**Exercise task:**
Rewrite the records below, changing every "in this photo" to "in this image" and leaving all other text unaltered. Omit the pictures from your output.
··· Raw data ···
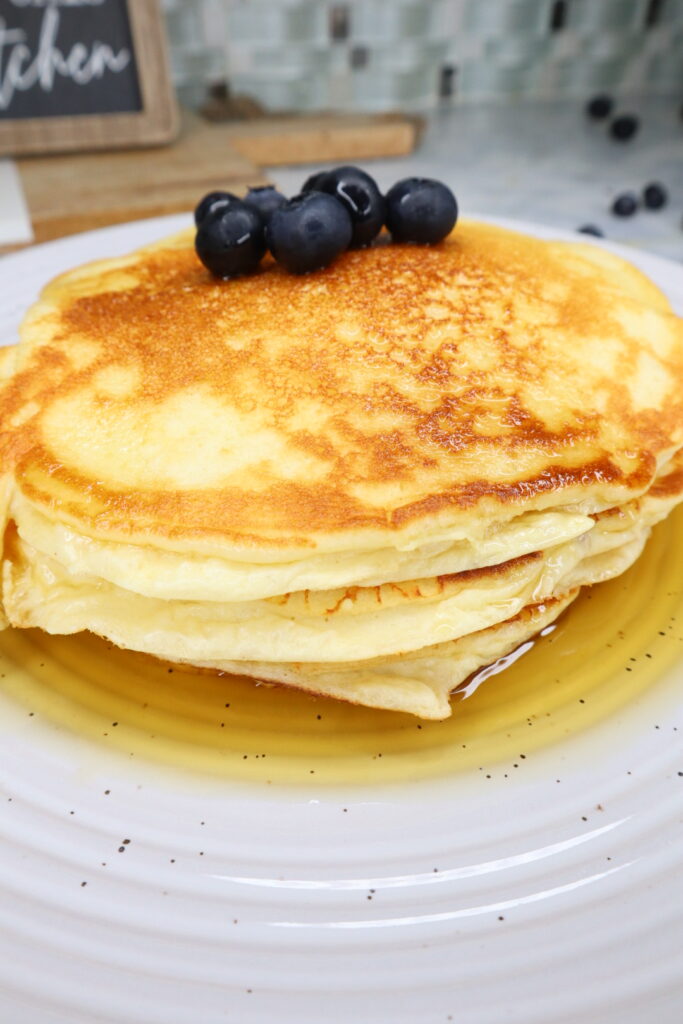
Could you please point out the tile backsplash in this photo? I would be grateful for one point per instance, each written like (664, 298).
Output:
(415, 54)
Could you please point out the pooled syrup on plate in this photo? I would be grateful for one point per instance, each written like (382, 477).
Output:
(610, 645)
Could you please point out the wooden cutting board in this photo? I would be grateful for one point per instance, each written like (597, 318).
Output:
(69, 194)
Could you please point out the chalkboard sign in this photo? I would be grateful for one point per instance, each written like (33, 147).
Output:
(82, 75)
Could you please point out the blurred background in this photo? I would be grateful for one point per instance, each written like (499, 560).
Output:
(424, 54)
(488, 95)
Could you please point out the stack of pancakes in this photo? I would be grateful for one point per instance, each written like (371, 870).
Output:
(366, 482)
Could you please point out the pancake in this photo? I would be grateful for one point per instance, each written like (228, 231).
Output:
(403, 395)
(367, 482)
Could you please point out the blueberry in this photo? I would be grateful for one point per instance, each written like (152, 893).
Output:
(654, 196)
(314, 182)
(213, 202)
(624, 127)
(230, 241)
(358, 193)
(265, 200)
(307, 231)
(600, 108)
(420, 210)
(625, 205)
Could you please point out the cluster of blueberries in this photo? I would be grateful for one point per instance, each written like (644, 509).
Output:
(623, 127)
(336, 210)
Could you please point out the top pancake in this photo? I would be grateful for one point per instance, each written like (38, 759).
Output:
(404, 394)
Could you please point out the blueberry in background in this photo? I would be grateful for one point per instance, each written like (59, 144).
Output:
(625, 205)
(314, 182)
(365, 203)
(624, 127)
(308, 231)
(213, 202)
(654, 196)
(230, 241)
(420, 210)
(265, 199)
(600, 108)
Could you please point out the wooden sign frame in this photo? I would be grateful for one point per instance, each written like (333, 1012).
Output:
(155, 124)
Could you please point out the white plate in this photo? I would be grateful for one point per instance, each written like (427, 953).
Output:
(531, 889)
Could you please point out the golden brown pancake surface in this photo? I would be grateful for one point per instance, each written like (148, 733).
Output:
(404, 389)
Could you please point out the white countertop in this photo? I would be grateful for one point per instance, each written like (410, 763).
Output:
(547, 163)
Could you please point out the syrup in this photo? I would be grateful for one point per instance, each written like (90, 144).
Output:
(608, 647)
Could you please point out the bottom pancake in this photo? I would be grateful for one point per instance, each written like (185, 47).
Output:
(420, 683)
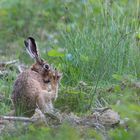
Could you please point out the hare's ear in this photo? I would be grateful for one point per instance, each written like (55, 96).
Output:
(32, 49)
(58, 75)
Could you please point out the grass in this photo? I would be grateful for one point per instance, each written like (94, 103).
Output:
(97, 42)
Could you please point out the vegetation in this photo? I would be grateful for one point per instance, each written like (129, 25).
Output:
(95, 43)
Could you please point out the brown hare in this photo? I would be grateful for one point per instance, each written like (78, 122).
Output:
(35, 87)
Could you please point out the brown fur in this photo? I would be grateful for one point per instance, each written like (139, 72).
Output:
(35, 87)
(30, 91)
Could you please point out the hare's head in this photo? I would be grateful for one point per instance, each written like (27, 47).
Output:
(40, 66)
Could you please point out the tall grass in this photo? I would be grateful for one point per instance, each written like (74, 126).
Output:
(102, 47)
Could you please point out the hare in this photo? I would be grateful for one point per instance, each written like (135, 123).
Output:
(37, 86)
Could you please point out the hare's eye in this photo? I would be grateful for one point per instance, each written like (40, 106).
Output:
(46, 66)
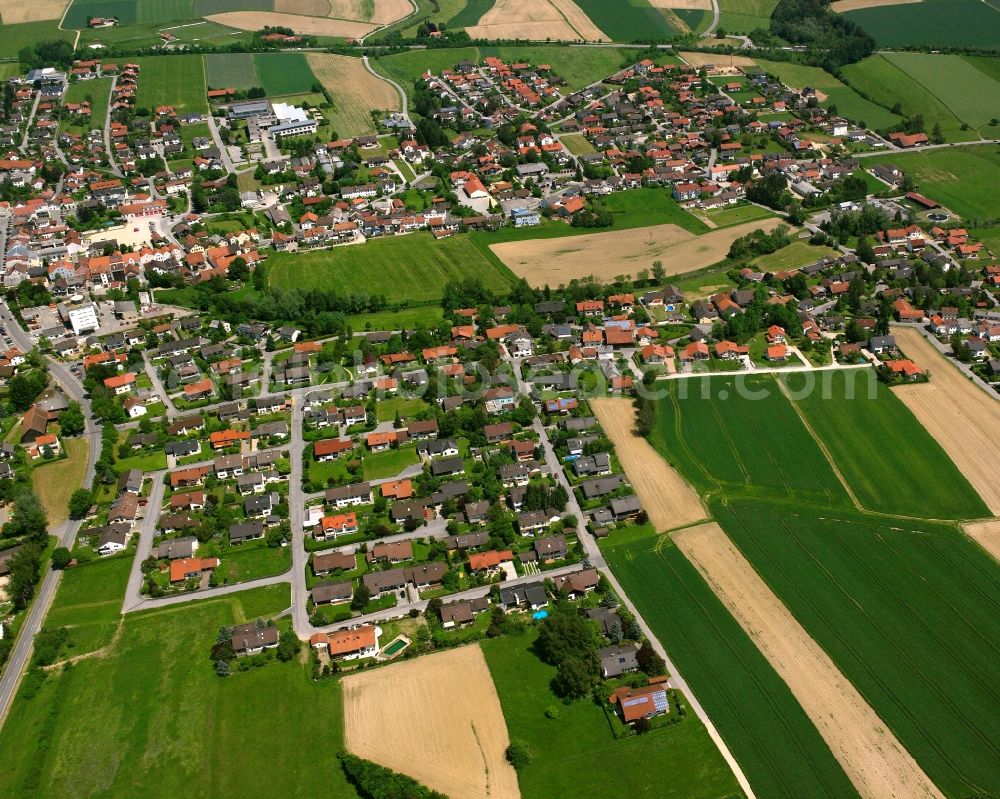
···
**Reply to the exercise:**
Could you please point out the tile backsplash in this image? I would be grateful for one point per instance, each written like (664, 298).
Output:
(415, 54)
Could you please point out the pooled syrup on plate in this image? I would be grateful for one point per instance, each written like (382, 477).
Output:
(610, 645)
Could you please point out the wooden cutting board in this image? I would be grateful for one point per instance, each written like (597, 318).
Output:
(69, 194)
Could you please point out the chalkboard sign in this image? I would be grateful for one point per instance, each written like (33, 147).
Output:
(82, 75)
Could you please point out the blurred background in this image? I would be grateful for one point per instance, each written like (499, 560).
Output:
(424, 54)
(488, 95)
Could you please point out the stack of pancakes in this image? I would be grateful for one point per instance, each written like (371, 870).
Output:
(366, 482)
Could you please point out the pancake in this image? I would be grateful for one point per instance, each written like (228, 231).
Output:
(403, 395)
(367, 482)
Could you please point out the blueberry in this image? I would be grateful for one point per instance, each written like (152, 893).
Output:
(654, 196)
(314, 182)
(213, 202)
(624, 127)
(230, 241)
(358, 193)
(265, 200)
(307, 231)
(600, 108)
(420, 210)
(625, 205)
Could you please point out the cluster of blueberries in this image? I would be grateful for one point per instance, each written like (644, 509).
Output:
(623, 127)
(336, 210)
Could you please point out the top pancake in this image? I would be grateful for one point per instance, each written like (38, 759).
Output:
(404, 394)
Could you please point out the blueberry in background in this image? I would be grateful for one point per instance, each written like (59, 144).
Output:
(625, 205)
(314, 182)
(365, 203)
(624, 127)
(308, 231)
(213, 202)
(654, 196)
(230, 241)
(420, 210)
(265, 199)
(600, 108)
Could you please point out the wooden sign frame in this image? I would be grateful for one point per instance, each written like (333, 1012).
Output:
(155, 124)
Could you please point out the white plate in this image? I would be grateful for one point per instance, each written like (427, 953).
Output:
(531, 889)
Could you please point out the golden brown pancake surface in this image? I would be grateful for one point per instance, each written like (148, 733).
Output:
(404, 389)
Could you please point out the white countertop in this image? I would be grateful for one point per instance, each written like (410, 763).
Output:
(547, 163)
Could you please point out the syrup in this image? I would be grateful for one point per instance, each written like (90, 144).
Output:
(608, 647)
Could you please point out the bottom pancake in this image? I would be grateful for one point per instance, each written like (185, 47).
Output:
(420, 683)
Could you please point out the hare's ear in this image? I would be grateful for one point per instance, each written like (55, 96).
Output:
(32, 49)
(58, 75)
Could you please point out the grass in this image? I would be grateful for one point per instance, each written like (94, 103).
Output:
(97, 42)
Could you please point out the vegetation in this image? I would be grateful for one point per instance, each written like (129, 25).
Output:
(95, 43)
Could you please point out the brown hare in this image? I would be grateful for one point per instance, each written like (78, 122).
Output:
(35, 87)
Could you please point out the brown fur in this image? I would be grateful for one point per instance, each written like (139, 72).
Output:
(35, 87)
(30, 91)
Could you please point out the hare's head in this image? I would be grateful for one point per instance, each written like (27, 47).
Output:
(40, 66)
Could you please point out the tall grass in this image? I would be grateful for one point per instance, each written like (74, 126).
Output:
(102, 47)
Could you please point out the hare in this image? I would be grateful for one point per instance, each written like (135, 123).
Output:
(37, 86)
Could you please point out the hare's eye in this image? I would be grateful for one point per instance, each written like (40, 106).
Output:
(46, 66)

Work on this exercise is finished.